Natural language region descriptions:
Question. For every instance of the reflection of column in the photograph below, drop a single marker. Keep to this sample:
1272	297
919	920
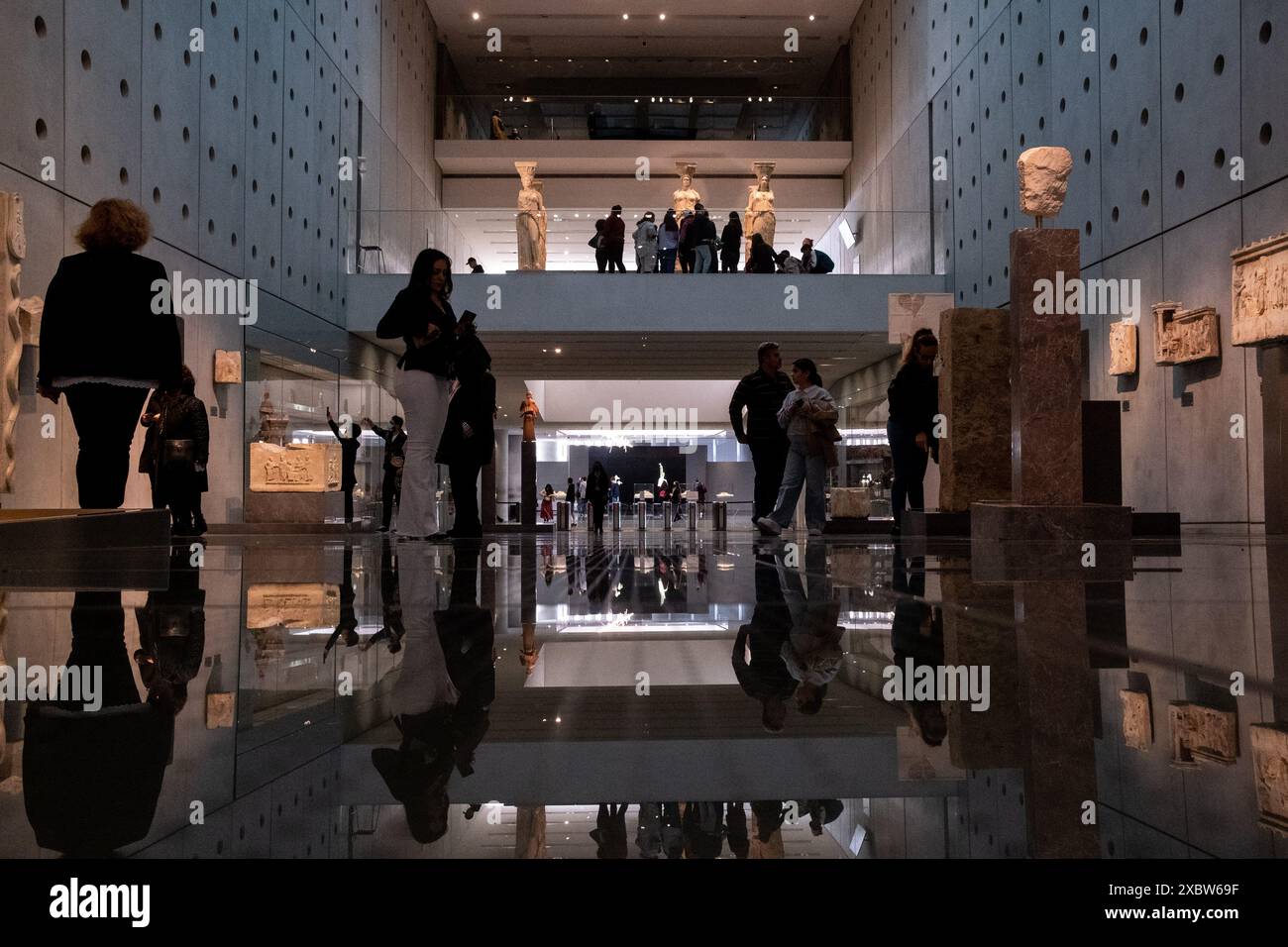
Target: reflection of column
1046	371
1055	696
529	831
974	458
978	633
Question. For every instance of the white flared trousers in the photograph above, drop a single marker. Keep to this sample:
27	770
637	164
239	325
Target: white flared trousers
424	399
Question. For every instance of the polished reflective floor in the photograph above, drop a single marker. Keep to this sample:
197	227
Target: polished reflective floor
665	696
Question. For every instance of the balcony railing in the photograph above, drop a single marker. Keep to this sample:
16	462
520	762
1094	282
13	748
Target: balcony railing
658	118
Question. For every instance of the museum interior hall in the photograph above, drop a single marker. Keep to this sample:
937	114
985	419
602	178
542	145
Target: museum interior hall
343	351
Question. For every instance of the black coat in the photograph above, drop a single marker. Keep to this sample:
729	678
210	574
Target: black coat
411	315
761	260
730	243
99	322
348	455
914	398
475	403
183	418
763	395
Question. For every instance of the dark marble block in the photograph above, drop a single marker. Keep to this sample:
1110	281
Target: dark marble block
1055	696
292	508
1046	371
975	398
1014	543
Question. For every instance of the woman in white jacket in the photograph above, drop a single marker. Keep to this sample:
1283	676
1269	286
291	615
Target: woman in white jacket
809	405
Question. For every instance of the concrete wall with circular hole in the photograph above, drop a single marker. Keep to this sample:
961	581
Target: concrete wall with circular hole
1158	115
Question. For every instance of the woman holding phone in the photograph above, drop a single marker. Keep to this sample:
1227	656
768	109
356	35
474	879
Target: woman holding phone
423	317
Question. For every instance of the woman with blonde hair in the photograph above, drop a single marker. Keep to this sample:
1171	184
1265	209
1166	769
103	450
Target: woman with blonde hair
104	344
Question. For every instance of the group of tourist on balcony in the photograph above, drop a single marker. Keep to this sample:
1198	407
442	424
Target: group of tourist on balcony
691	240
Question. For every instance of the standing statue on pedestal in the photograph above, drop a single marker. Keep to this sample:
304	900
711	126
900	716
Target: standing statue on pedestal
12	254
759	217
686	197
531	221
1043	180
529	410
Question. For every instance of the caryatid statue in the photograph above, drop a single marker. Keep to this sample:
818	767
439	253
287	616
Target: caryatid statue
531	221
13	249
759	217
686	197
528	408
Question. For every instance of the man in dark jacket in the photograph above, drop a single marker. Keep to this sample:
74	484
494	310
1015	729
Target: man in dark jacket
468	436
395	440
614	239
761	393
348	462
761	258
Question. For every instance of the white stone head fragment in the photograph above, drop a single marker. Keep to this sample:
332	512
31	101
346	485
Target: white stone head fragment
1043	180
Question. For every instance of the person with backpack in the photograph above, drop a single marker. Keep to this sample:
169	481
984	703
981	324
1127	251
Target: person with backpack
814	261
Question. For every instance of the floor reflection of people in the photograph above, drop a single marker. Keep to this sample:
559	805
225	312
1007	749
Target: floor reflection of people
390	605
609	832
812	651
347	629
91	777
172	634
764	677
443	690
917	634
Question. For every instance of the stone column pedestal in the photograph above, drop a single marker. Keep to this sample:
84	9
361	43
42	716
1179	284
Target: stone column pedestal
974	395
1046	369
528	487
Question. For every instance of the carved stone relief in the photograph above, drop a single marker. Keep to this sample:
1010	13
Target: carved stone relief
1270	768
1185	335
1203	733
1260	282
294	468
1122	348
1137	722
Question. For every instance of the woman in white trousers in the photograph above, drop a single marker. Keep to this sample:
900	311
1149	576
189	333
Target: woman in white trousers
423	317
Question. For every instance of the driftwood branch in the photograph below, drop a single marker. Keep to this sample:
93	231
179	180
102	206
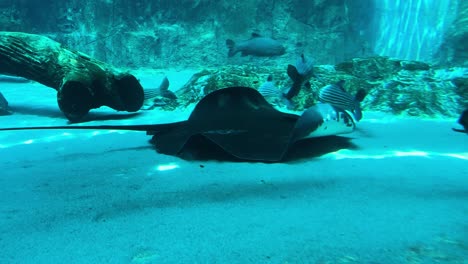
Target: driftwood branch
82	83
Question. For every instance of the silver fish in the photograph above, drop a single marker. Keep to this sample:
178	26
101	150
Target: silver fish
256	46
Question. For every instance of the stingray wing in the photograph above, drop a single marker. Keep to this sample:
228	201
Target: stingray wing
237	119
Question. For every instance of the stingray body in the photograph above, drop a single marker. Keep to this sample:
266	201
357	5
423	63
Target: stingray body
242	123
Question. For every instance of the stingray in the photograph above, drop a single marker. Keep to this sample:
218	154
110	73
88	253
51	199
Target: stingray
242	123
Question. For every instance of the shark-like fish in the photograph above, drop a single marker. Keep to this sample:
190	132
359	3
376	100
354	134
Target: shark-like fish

» The problem: What is needed is a verbatim copy of the entries, leaving out any pictures.

» Solution for this exercise:
Question. For every instance of the reflection of column in the photograph below, drop a single marker. Keep to this sample:
1272	297
919	920
Target: reflection of column
1046	371
1055	696
529	831
974	458
978	633
Question. For every instance of the white flared trousers in the photograph above, drop a single marker. Keep to this sample:
27	770
637	164
239	325
Target: white flared trousers
424	399
Question. For every instance of the polished reflective floor in the photograph above, drop a single marker. Keep to this sample:
197	227
Target: polished reflective floor
665	696
Question. For every instance of the balcony railing in the photograph above, drop a single marker. Keep to this sample:
16	462
520	762
1094	282
13	748
Target: balcony railing
658	118
Question. For every instance of the museum interior hall in the photograph above, drop a single marker. Keep to this sample:
937	114
985	419
602	178
542	145
Target: museum interior hall
343	351
Question. For every instance of the black coat in the photograph above, drop a single marker. Keep to this sample:
729	678
210	574
Target: black coat
411	315
761	260
730	243
99	322
348	455
914	398
475	403
183	418
763	395
Question. For every instance of the dark marble block in the photograph above, drop a single marker. Keep to this sample:
1110	281
Target: dark marble block
1055	696
292	508
1046	371
975	398
1014	543
Question. For every instance of the woman in white jacket in the photograph above, drop a single marker. Keep to this sample:
1283	676
1269	286
291	615
Target: woman in white jacket
809	405
Question. For every instance of the concrete wall with circular hole in the photograph above, drop a single marker. Keep to this sample:
961	581
Target: concrete wall with circular hole
1158	115
Question. For every instance of the woman holding phone in the photograph above, drop a single marker. Keep to this sample:
1227	656
768	109
356	35
474	879
Target: woman holding phone
423	317
Question. For every instance of the woman with blonde hair in the photograph above, drop a single marker. Keep to this sample:
1171	184
1265	209
1166	769
103	450
Target: woman with blonde hair
104	344
Question. For every instance of the group of tourist on balcony in the photograph above, drop a single marker. Keep to this sample:
1198	407
442	424
Target: group of tourist on balcony
691	240
Question. For every instance of the standing statue on pedestal in the photograph above, drop a single marker. Keep to this sample:
304	900
711	126
900	716
Target: standing statue on pedestal
12	254
759	217
686	197
531	221
1043	180
529	410
Question. For every instance of the caryatid statue in the photograph above, drop a single marker. Keep to this sample:
818	767
439	253
287	616
Target: caryatid statue
531	221
13	249
759	217
686	197
528	408
Question. For every instance of the man in dark jacket in the photograph above, drop a single marker. Keep to this sample:
74	484
494	310
1015	729
Target: man in dark jacket
468	436
395	440
614	239
761	393
348	462
761	258
Question. For every instance of the white stone head fragment in the photograph above, drop a single marker. Keep to this sample:
332	512
31	101
346	485
Target: white stone head fragment
1043	180
Question. For every instance of the person with backpack in the photograph above, drop a single marker. Keep to this sample:
169	481
984	703
981	324
1127	251
Target: person with backpack
814	261
Question. For every instance of the floor reflection of people in the photograph above, drop a single marker. Keep to this sample:
559	805
225	312
1007	749
Target: floor reflection of people
390	605
609	832
812	651
347	629
91	777
172	634
764	677
443	690
917	634
Question. For every instance of the stone column pedestal in the photograph above, drop a single marker. Keep to this sample:
84	9
361	43
42	716
1179	284
Target: stone column pedestal
974	395
1046	369
528	487
Question. For every instance of the carved stone relief in the photograph above, drop a single marker. Keep to this sample:
1010	13
Target: carved stone relief
1270	768
1185	335
1203	733
1260	282
294	468
1122	348
1137	722
Question. For every instance of the woman in white trousers in the photograph above, drop a single marker. Keep to this sample:
900	311
1149	576
189	333
Target: woman in white trousers
423	317
Question. For every instance of the driftwood branch in the photograph below, drop a single marker. Keep to this sample:
93	231
179	180
102	206
Target: driftwood branch
82	83
Question. For every instance of the silver fish in the photograph above, drop a single marker. Keep to this sample:
178	26
101	150
Target: silver fish
256	46
Question. For every instance of the stingray wing in the photograph above, drop a single marker. Keep to this sample:
228	201
Target: stingray wing
237	119
Question. For every instance of the stingray body in the photograph above, drop a single marker. Keep to this sample:
266	201
357	5
423	63
Target: stingray body
242	123
Question. For every instance of the stingray in the photograph above, drop a single marker. Keep to this sample:
218	154
110	73
88	253
51	199
Target: stingray
242	123
Question. For every instance of the shark-like fish in the photograph above, drop a single marker. Keep to this sample:
190	132
359	3
376	100
354	134
Target: shark-like fish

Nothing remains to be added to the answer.